** Start Exercise materials **

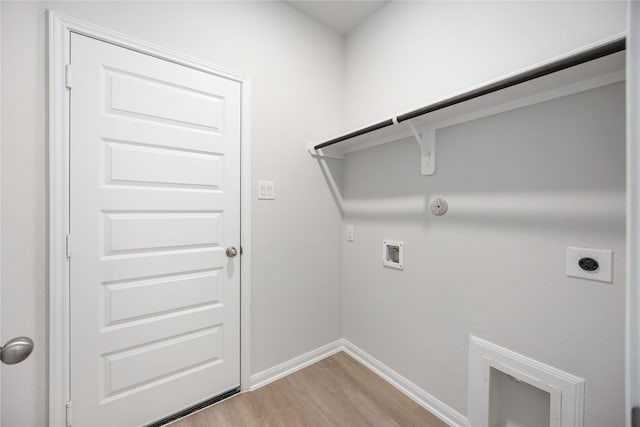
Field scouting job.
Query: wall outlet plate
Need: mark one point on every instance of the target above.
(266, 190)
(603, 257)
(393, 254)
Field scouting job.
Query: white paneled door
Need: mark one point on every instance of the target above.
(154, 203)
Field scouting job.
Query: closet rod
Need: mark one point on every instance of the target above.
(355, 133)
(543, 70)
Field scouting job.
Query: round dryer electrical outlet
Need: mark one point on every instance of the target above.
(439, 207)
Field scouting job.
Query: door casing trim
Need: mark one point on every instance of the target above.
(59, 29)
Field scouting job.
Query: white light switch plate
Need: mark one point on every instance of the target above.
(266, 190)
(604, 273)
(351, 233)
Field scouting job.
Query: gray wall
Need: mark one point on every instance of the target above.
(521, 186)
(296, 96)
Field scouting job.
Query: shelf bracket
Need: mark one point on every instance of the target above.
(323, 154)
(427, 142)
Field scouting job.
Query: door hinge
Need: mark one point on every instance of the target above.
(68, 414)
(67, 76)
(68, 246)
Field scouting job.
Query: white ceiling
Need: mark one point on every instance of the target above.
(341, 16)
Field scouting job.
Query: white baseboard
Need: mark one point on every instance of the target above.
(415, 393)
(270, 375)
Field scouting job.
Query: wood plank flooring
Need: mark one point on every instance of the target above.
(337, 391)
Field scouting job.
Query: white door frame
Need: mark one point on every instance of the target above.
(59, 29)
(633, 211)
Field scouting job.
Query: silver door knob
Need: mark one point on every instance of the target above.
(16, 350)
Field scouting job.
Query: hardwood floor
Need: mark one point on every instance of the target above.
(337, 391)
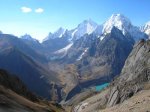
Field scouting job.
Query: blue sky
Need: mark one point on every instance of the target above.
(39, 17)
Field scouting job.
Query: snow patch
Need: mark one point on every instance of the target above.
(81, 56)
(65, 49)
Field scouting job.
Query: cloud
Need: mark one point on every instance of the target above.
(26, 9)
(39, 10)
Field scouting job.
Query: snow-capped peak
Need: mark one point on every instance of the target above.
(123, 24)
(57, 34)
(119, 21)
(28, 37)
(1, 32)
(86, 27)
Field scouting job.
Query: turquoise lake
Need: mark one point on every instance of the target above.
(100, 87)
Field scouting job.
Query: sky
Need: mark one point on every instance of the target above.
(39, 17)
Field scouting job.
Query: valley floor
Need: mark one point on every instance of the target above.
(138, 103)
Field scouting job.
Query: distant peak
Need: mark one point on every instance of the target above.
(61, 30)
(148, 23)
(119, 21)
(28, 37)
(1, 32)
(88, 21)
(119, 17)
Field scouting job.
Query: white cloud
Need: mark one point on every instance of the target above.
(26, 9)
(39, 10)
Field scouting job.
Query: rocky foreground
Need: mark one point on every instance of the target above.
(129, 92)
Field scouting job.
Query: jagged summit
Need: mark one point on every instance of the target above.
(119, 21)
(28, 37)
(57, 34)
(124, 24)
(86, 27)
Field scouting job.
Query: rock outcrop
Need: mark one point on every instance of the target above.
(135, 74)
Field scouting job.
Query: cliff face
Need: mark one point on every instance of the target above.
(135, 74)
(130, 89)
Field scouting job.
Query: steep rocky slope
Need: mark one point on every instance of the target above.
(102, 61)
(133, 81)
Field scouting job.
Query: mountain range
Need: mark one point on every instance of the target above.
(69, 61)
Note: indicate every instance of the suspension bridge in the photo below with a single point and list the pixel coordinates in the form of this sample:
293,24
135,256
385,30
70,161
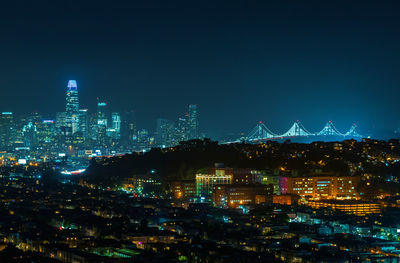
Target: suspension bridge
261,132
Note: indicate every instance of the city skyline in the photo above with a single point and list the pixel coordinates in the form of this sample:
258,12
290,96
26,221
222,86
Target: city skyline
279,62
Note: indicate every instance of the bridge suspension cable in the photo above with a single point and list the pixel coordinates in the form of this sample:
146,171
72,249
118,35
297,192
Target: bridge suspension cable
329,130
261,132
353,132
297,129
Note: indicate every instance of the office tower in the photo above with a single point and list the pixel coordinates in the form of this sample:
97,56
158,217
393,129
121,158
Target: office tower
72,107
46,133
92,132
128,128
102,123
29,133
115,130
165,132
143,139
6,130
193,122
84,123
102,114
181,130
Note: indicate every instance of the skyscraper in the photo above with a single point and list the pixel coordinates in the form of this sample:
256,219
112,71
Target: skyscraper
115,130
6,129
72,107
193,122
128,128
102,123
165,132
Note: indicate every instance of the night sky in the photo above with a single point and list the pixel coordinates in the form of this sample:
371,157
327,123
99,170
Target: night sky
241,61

** End Exercise materials **

**Exercise details**
Write the listing above out again exactly, dropping each image.

**Correct output**
Field scouting job.
Query: wall outlet plate
Need: mark one point on every instance of the target above.
(266, 190)
(603, 257)
(393, 254)
Field scouting job.
Query: white paneled door
Need: mark one point on every instance of the target above.
(154, 203)
Field scouting job.
Query: closet rod
Need: mark one point on every instance of the target above.
(355, 133)
(543, 70)
Field scouting job.
Query: round dryer electrical outlet
Need: mark one point on every instance of the target above.
(439, 207)
Field scouting job.
Query: door casing trim
Need: mark one point on every instance of the target above.
(59, 29)
Field scouting job.
Query: white light switch plate
Need: mark one point on every instance of the target above.
(266, 190)
(604, 273)
(351, 233)
Field scouting job.
Query: gray wall
Need: mark one point on every instance of the target above.
(521, 186)
(296, 96)
Field scouting job.
Query: shelf bracket
Need: mark one point on every instance of the target above.
(323, 154)
(427, 142)
Field scouting job.
Query: door hinge
Need: mark one point on every instance of the target above.
(68, 414)
(67, 76)
(68, 246)
Field scouting job.
Query: white ceiling
Need: mark one point on every instance of the target above.
(341, 16)
Field scouting job.
Query: white baseboard
Need: mark one point on every instance of the target above.
(415, 393)
(270, 375)
Field scouting job.
Query: wood plank flooring
Need: mark one point on every instance of the target above.
(337, 391)
Field scouting job.
Query: white door frame
Need: mark one point on every instance of the target above.
(59, 29)
(633, 211)
Field scouting job.
Query: silver door knob
Need: mark one point on every instance of the target above.
(16, 350)
Field scouting job.
Query: hardwood floor
Need: mark one point on every instance of the target above.
(337, 391)
Field scouting job.
Query: blue sky
Need: mark one point on every instance of the target above.
(39, 17)
Field scouting job.
Query: snow patch
Need: mark one point on every instance of the target above.
(81, 56)
(65, 49)
Field scouting job.
Query: cloud
Need: mark one point on every instance of the target above.
(26, 9)
(39, 10)
Field scouting job.
Query: snow-capped peak
Need: mark one point on every instance of the target above.
(123, 24)
(57, 34)
(119, 21)
(28, 37)
(1, 32)
(86, 27)
Field scouting job.
Query: turquoise lake
Need: mark one point on every instance of the target above.
(100, 87)
Field scouting job.
Query: sky
Need: mark one point on every instance of the target above.
(39, 17)
Field scouting job.
Query: valley floor
Need: mark one point on every instance of the target above.
(138, 103)
Field scouting job.
Query: distant peak
Need: mark one point on every instance of the target above.
(61, 30)
(148, 23)
(119, 21)
(28, 37)
(1, 32)
(88, 21)
(119, 17)
Field scouting job.
Query: white cloud
Need: mark one point on every instance of the target above.
(26, 9)
(39, 10)
Field scouting job.
Query: rocky foreground
Need: mark one point on every instance of the target above.
(129, 92)
Field scouting job.
Query: jagged summit
Need: mark one point on every instance of the target above.
(119, 21)
(28, 37)
(57, 34)
(124, 24)
(86, 27)
Field scouting job.
Query: rock outcrop
Need: mark one point on every instance of the target above.
(135, 74)
Field scouting job.
Query: cliff face
Need: mark one point on every instance of the target above.
(135, 74)
(130, 89)
Field scouting job.
Query: steep rocky slope
Need: mark one point on every instance of the target above.
(102, 61)
(133, 81)
Field scouting job.
Query: mountain range
Need: mark one point on every instance of the target above.
(69, 61)
Note: indicate every instance of the suspension bridge in the photo below with a single point and list the pixel coordinates in the form of this sample:
293,24
135,256
385,30
70,161
Target: suspension bridge
261,132
Note: indicate every instance of the city skyline in the photo above with a single point and list the pixel coordinates in the form of this sample:
258,12
290,96
26,221
222,86
Target: city skyline
279,62
Note: indicate every instance of the bridge suspension cable in the photo above with a single point and list the pixel coordinates in the form of this sample:
146,171
72,249
118,35
297,192
Target: bridge suspension cable
329,130
261,132
353,132
297,129
Note: indicate every instance of the office tower in the photo above with a single point and list the pixel coordinates in the form of this sample:
97,56
158,217
393,129
121,158
Target: office tower
72,107
46,133
92,132
128,128
102,123
29,133
115,130
165,132
143,139
6,130
193,122
84,123
102,114
181,130
Note: indicate every instance of the skyscraper in the photo above with a single point and list the pixel coordinates in the form of this sample:
256,219
112,71
Target: skyscraper
115,130
6,129
72,107
193,122
128,128
102,123
165,132
Note: indicate every instance of the night sky in the photo above with a single point and list the pixel coordinates in the form of this sample:
371,157
327,123
99,170
Target: night sky
241,61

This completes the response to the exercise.